Exercise passage.

See more education indicators
|  Source: Millennium Development Goals
| CHALLENGES AHEAD Despite the impressive progress over the last three decades, the Latin American and Caribbean region still lags behind the developed world in terms of education. This gap is growing wider in a global economy where literacy, knowledge and specific skills are more crucial than ever to making a living wage.
The long lead times between primary education and adult achievements leave governments in the region with no time to lose in their efforts to catch up. If Latin American and Caribbean countries fail to increase the average level of education among their citizens, they will risk losing investment and job opportunities to countries with more educated workforces.
On average, Latin American and Caribbean countries invest less in education than other developing regions such as East Asia, let alone the OECD countries. Efforts to provide quality schooling for all children began later and for some years were pursued less vigorously than in other emerging regions. As a result, LAC countries are now falling behind their economic competitors in other low-to-middle-income regions.
For example:
- Most children in Central America still receive only three or four years of schooling.
- In the Dominican Republic, some 16 percent of adults are unable to read and write, while only 16 percent of three- to five-year-olds in the poorest tenth of the population receive any education at all.

Data items.
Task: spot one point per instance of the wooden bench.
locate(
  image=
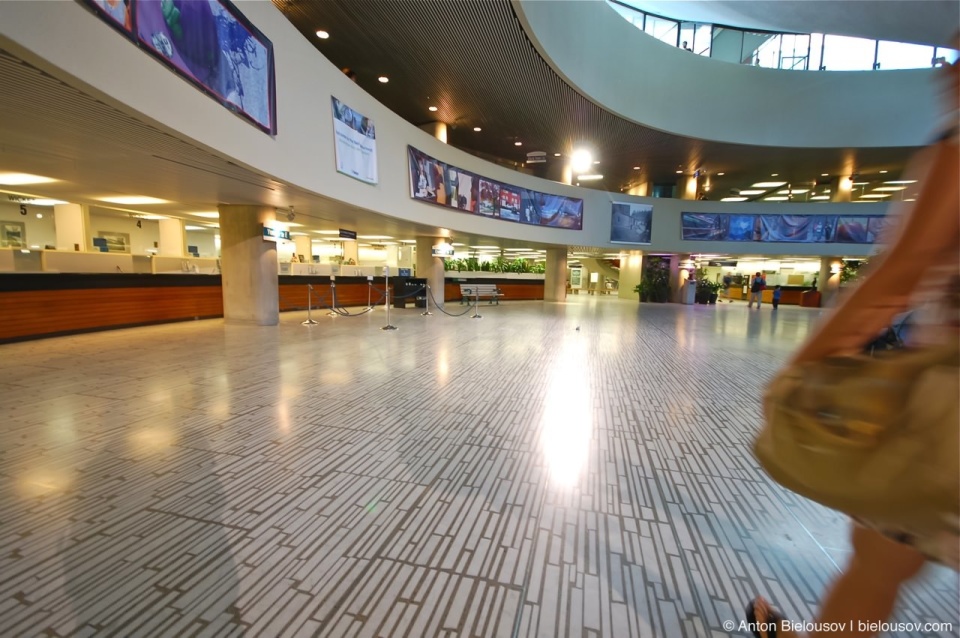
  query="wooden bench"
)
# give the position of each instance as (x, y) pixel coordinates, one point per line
(480, 291)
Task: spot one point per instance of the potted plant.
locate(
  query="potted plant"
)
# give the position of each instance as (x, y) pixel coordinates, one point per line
(707, 291)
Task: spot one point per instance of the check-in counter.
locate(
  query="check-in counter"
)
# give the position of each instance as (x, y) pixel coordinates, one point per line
(789, 295)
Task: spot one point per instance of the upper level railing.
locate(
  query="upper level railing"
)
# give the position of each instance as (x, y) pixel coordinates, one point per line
(793, 51)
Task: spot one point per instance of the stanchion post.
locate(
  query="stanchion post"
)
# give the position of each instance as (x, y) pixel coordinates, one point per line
(309, 321)
(333, 296)
(386, 286)
(426, 312)
(476, 305)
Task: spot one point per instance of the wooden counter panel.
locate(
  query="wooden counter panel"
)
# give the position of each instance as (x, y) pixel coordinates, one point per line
(39, 312)
(294, 297)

Work to complete.
[1] Turn the paragraph beginning "On average, Latin American and Caribbean countries invest less" from the passage on education in Latin America and the Caribbean into a short bulleted list that keeps its main facts.
[2] According to the passage on education in Latin America and the Caribbean, what share of adults in the Dominican Republic are unable to read and write?
[3] Continue the passage on education in Latin America and the Caribbean from the point where it stops.
The data items are separate material and have no connection to the passage on education in Latin America and the Caribbean.

Per-task outputs.
[1]
- Latin American and Caribbean countries spend less on education, on average, than East Asia and other developing regions, and far less than OECD countries.
- Efforts to give all children quality schooling began later there than in other emerging regions, and for some years they were pursued less vigorously.
- As a result, these countries are falling behind economic competitors in other low-to-middle-income regions.

[2] Some 16 percent.

[3]
- In Jamaica, even though nearly every child completes sixth grade, one in three is still unable to read.
- Students in Chile scored in the bottom fourth of 38 countries in a 1999 international test of mathematics and science knowledge.
EDUCATION AND DEVELOPMENT The World Bank is strongly motivated by the fact that education, alongside health, food security, water and sanitation, is fundamental to a society's economic development. Countries which invest sufficiently in education, in turn, gain a large pool of workers who can be trained for skilled trades and professions, people able to generate goods and services, set up businesses, pay taxes, increase consumer spending and thus contribute to economic growth.
Investment, development projects and reforms in areas such as administration, infrastructure and the environment will take root more easily if the people affected understand the benefits of these schemes and are able to maintain and improve on them over time.
EDUCATION AND INEQUALITY In addition to reducing poverty and boosting economic growth, education also creates opportunities for a better life, thus reducing inequalities in society.
Children with access to a quality primary education gain the basic literacy skills and cognitive abilities for personal advancement that will put them in a position to move on to secondary and higher education, develop their local economies and forge advantageous links with the outside world.
EDUCATION AND HEALTH As the gap between rich and poor in LAC countries continues to grow wider, bringing the benefits of education to the most disadvantaged children becomes progressively more difficult. Children from extremely poor families are at a disadvantage from the start, and rapidly fall further behind. Often undernourished, they are prone to develop more slowly.
Many of the region's poorest children come to school ill, hungry and thus unprepared for learning. Education cannot be effective if children in the region do not have access to adequate health care, good nutrition and live in a stable home environment.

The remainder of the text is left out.